Consigna
Responde con datos del texto sobre Pompeyo Márquez:
(a) ¿Quién escribió en 1958 el perfil que se menciona?
(b) ¿Cuántos seudónimos usó Pompeyo en su clandestinidad?
(c) ¿De qué año fue la fuga del cuartel San Carlos?

Texto de la página
□ □ □ □

De esos apuntes transcribo algo, para celebrar sus 95 abriles.

Entre los materiales que recabé sobre él, hay un perfil que le escribió Carlos Augusto León en 1958 que me parece particularmente pertinente respecto a la hora actual. Destaca León lo que hizo Santos Yorme ─uno de los 18 seudónimos que utilizó Pompeyo en su clandestinidad─ a favor de la unidad opositora a la dictadura de Pérez Jiménez: establece contactos, habla con independientes, con dirigentes de AD y URD… Forja primero con los camaradas de su comité central la unión de su partido en difíciles, laboriosas y a veces decepcionantes discusiones; luego va en busca de la unidad con los demás partidos. La táctica será una sola, uno solo el enemigo. Nada de diversiones. “Había que asestar el golpe oportuno en el momento oportuno”, mientras el perezjimenismo se encharcaba en la sangre derramada y en el lodo de la corrupción.

En este último encuentro en el apartamento de Cumbres de Curumo me comentó una lectura de esos días: No cesa de llover, del poeta Joaquín Marta Sosa. Seguramente es Iván, el hijo más cercano en estas cuestionas (está creando la Fundación Pompeyo Márquez) quien lee para él en voz muy alta capítulo a capítulo. Se trata de una novela testimonial, y Pompeyo la cita cuando le pregunto sobre el miedo. Le pregunté si, en algún momento de aquella aventura de la fuga del cuartel San Carlos (1967), sintió miedo. Chasqueó la lengua.

□ □ □ □

Información proporcionada
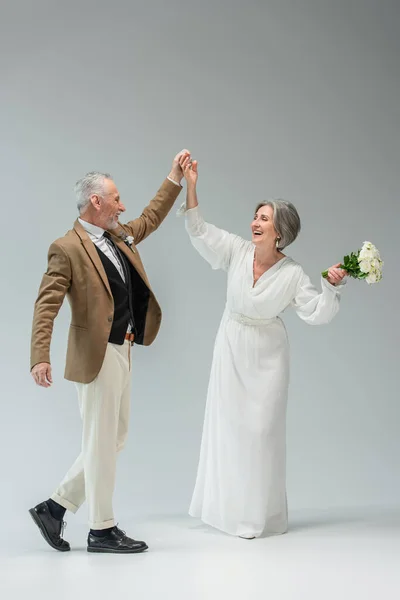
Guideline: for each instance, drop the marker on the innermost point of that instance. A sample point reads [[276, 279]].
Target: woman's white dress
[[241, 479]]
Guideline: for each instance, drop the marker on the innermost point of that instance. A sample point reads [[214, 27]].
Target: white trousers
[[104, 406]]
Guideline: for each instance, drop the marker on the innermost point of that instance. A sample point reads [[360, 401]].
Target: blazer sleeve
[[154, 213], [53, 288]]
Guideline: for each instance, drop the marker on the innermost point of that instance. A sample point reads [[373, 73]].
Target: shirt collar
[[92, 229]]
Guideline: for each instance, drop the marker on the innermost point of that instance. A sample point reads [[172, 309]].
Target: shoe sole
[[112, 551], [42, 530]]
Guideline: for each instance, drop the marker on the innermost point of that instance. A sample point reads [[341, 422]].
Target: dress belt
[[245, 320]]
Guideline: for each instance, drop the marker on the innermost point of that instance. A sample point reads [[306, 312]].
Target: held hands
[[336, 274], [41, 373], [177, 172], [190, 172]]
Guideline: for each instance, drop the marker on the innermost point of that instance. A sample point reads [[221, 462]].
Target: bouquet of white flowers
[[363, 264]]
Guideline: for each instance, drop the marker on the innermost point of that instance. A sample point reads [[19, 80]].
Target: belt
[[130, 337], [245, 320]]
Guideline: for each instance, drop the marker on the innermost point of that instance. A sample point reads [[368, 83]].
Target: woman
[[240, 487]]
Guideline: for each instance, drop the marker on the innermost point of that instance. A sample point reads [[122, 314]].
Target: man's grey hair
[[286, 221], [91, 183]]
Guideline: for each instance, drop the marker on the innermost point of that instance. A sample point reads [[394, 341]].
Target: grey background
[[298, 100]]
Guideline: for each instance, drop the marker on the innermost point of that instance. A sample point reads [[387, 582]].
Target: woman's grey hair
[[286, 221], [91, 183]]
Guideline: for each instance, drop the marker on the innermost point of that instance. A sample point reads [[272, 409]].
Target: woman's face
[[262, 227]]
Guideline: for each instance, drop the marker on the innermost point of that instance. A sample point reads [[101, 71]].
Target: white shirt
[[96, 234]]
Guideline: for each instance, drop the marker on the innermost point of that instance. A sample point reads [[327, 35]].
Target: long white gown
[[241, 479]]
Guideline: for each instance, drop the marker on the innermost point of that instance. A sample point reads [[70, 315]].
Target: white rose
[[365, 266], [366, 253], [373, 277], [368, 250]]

□ □ □ □

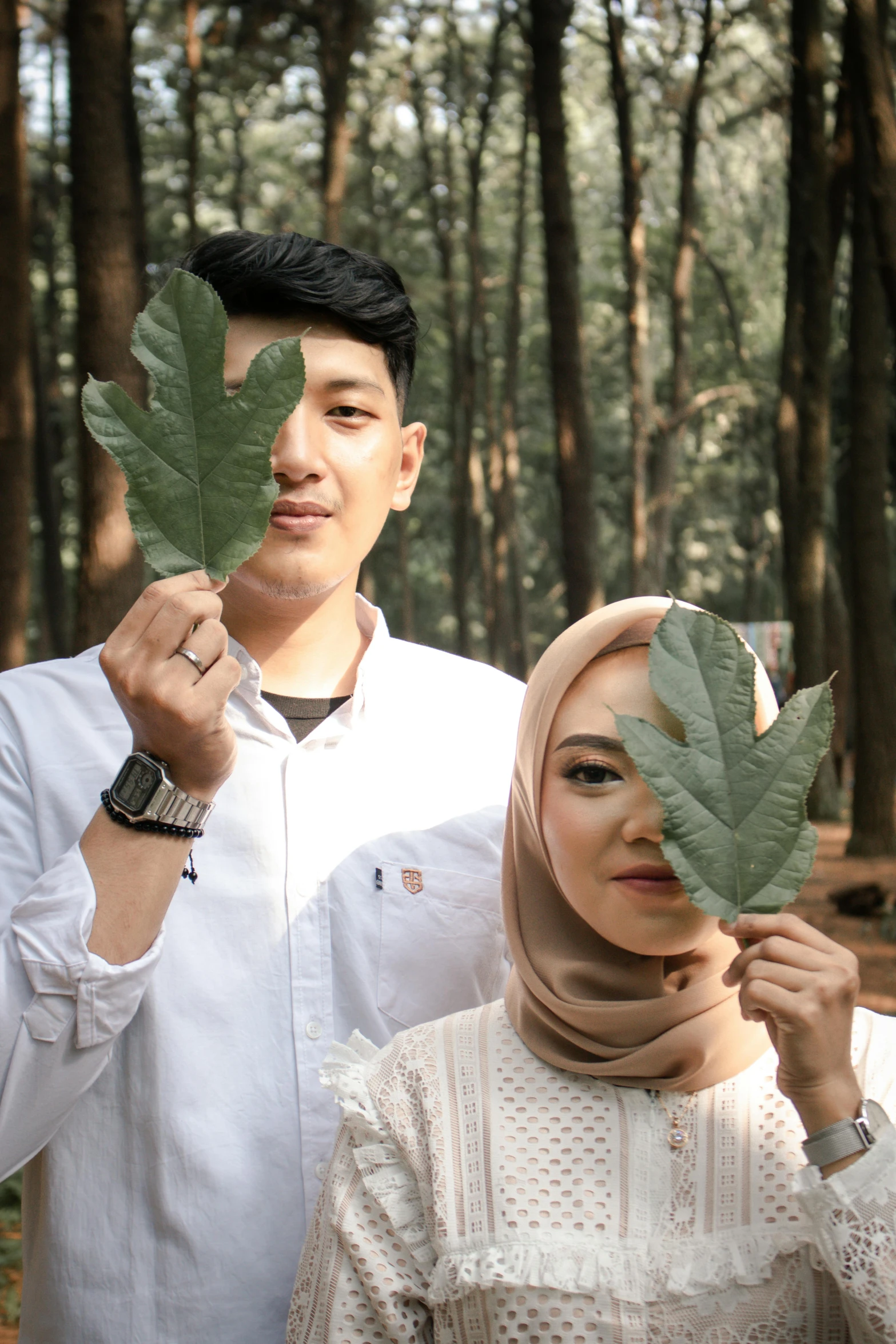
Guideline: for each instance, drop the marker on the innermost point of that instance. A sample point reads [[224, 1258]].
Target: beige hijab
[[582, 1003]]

□ □ □ □

Respuesta
(a) Carlos Augusto León.
(b) 18.
(c) 1967.